TAREFA DO EXERCÍCIO 1
No texto sobre a franquia Alien, quem dirigiu Aliens – O Resgate?
TAREFA DO EXERCÍCIO 2
Transcreva do texto sobre a franquia Alien o trecho que começa em "A mais primordial" e segue até "filosóficos mais aprofundadas.".
TAREFA DO EXERCÍCIO 3
Diga se cada afirmação combina com o texto sobre a franquia Alien, respondendo sim ou não e citando as palavras do texto que decidem a questão: (a) o livro A Era do Capital Improdutivo é de um economista; (b) Prometheus foi lançado em 1997; (c) Blade Runner também foi dirigido por Ridley Scott.

TEXTO FORNECIDO
——

Caos ou Determinismo? A franquia Alien vai além do terror espacial em Prometheus e Covenant

Em Clube da Luta (Fight Club, 1999) Tyler Durden avisa que, no futuro, as megacorporações controlarão o planeta. No livro A Era do Capital Improdutivo, o economista Ladislau Dowbor mostra que as grandes empresas, na prática, já capturaram o Estado e assumiram o controle do mundo globalizado. 

No universo apresentado por Ridley Scott em Alien — O Oitavo Passageiro (Alien, 1979), mais especificamente na sequência dirigida por James Cameron, Aliens – O Resgate (Aliens, 1986), vemos que as grandes corporações são uma ameaça, fato também confirmado pelo recente Alien: Romulus (2024)

Sintéticos e Replicantes

Blade Runner, também dirigido por Ridley Scott, apresenta um retrato futurístico de um mundo dominado pelas corporações. Há quem aponte que as semelhanças entre Blade Runner e Alien são tantas que na verdade se passam no mesmo universo fictício, um mundo de disparidades ainda mais acentuadas, no qual temos regiões sucateadas, com estética de futuro envelhecido, onde a massa da população vive, e oásis tecnológicos privados, para uma elite seleta. 

Um ponto de convergência óbvio entre Alien e Blade Runner são os robôs. Em um filme, são chamados de sintéticos. No outro, de replicantes. Em ambos são postos como vilões em algum momento. Uma observação mais demorada demonstra que, tal qual os humanos, existem androides bons e maus. Tudo depende do criador, da programação e também do objetivo para o qual foram construídos. 

A mais primordial questão da humanidade: de onde viemos?

Se Alien nos foi introduzido como um terror espacial, e assim prosseguiu em suas sequências até A Ressurreição (Alien Resurrection, 1997), Prometheus (2012) veio para ampliar definitivamente a saga espacial, injetando mais ficção científica e discussões filosóficos mais aprofundadas.

——

ENTRADAS LISTADAS

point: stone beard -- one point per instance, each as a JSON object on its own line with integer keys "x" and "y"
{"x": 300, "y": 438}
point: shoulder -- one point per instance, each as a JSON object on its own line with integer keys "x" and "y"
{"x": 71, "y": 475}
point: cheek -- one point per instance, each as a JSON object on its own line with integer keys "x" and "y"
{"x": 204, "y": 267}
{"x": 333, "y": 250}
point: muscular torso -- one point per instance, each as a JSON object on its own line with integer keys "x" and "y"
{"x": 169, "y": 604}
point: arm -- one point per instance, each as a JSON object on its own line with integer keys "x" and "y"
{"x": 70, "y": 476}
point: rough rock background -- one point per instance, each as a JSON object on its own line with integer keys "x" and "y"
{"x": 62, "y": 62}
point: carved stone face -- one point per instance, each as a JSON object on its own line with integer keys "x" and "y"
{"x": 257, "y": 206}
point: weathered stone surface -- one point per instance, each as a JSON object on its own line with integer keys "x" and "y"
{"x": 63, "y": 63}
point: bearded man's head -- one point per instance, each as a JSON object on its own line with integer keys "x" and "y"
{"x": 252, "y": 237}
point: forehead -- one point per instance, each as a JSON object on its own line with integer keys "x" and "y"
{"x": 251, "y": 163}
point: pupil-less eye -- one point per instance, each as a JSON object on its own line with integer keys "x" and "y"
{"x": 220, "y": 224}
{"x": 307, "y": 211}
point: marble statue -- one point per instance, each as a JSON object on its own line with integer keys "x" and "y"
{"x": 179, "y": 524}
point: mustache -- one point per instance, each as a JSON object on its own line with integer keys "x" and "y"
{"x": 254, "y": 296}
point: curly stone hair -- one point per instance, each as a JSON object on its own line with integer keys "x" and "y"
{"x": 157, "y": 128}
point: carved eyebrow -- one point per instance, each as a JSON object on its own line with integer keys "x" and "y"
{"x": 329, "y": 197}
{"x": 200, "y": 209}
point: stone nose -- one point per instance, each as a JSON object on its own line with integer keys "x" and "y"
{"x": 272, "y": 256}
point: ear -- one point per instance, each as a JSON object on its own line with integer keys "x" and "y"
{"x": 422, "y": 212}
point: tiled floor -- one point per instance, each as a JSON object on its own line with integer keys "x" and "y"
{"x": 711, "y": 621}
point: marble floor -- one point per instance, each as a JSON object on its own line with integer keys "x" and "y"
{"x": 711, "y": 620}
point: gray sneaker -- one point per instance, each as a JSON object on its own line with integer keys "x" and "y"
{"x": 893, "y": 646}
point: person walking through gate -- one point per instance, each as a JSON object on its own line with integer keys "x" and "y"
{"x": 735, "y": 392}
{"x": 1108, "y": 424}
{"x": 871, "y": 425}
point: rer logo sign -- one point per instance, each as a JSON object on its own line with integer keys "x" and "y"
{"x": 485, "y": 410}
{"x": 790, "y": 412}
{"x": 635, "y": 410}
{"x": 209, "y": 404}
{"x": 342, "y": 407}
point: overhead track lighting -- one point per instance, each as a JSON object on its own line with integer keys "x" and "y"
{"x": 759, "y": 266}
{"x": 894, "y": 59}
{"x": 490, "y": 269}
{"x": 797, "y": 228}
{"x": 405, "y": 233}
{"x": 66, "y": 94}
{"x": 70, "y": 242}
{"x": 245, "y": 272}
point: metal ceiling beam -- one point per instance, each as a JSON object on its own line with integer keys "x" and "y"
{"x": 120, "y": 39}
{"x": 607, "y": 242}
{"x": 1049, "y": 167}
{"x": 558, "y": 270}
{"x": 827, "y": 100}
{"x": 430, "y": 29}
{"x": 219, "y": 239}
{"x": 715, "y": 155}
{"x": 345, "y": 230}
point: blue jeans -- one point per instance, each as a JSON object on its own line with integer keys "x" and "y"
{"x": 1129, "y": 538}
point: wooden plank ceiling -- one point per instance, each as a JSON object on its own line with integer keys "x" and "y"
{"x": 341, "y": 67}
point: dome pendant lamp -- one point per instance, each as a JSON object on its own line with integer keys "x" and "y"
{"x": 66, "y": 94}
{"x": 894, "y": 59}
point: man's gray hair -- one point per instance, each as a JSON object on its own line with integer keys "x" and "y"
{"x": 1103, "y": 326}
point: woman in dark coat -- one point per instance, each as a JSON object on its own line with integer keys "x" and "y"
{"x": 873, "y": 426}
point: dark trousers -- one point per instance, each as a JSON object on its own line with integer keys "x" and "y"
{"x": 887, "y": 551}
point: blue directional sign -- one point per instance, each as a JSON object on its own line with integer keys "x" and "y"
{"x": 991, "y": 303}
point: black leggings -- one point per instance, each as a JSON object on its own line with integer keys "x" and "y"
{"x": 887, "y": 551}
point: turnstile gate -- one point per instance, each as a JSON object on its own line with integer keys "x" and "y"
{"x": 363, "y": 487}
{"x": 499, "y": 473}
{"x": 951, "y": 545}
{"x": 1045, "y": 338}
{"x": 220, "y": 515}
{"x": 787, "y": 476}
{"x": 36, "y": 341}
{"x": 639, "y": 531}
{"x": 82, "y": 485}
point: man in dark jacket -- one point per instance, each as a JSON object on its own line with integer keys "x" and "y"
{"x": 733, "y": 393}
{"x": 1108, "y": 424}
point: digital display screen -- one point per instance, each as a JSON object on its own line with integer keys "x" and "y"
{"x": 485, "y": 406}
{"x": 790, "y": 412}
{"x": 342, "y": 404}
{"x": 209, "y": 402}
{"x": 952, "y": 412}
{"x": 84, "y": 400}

——

RESPOSTA FINAL 1
James Cameron.

RESPOSTA FINAL 2
A mais primordial questão da humanidade: de onde viemos?

Se Alien nos foi introduzido como um terror espacial, e assim prosseguiu em suas sequências até A Ressurreição (Alien Resurrection, 1997), Prometheus (2012) veio para ampliar definitivamente a saga espacial, injetando mais ficção científica e discussões filosóficos mais aprofundadas.

RESPOSTA FINAL 3
(a) Sim: "o economista Ladislau Dowbor mostra".
(b) Não: "Prometheus (2012)".
(c) Sim: "Blade Runner, também dirigido por Ridley Scott".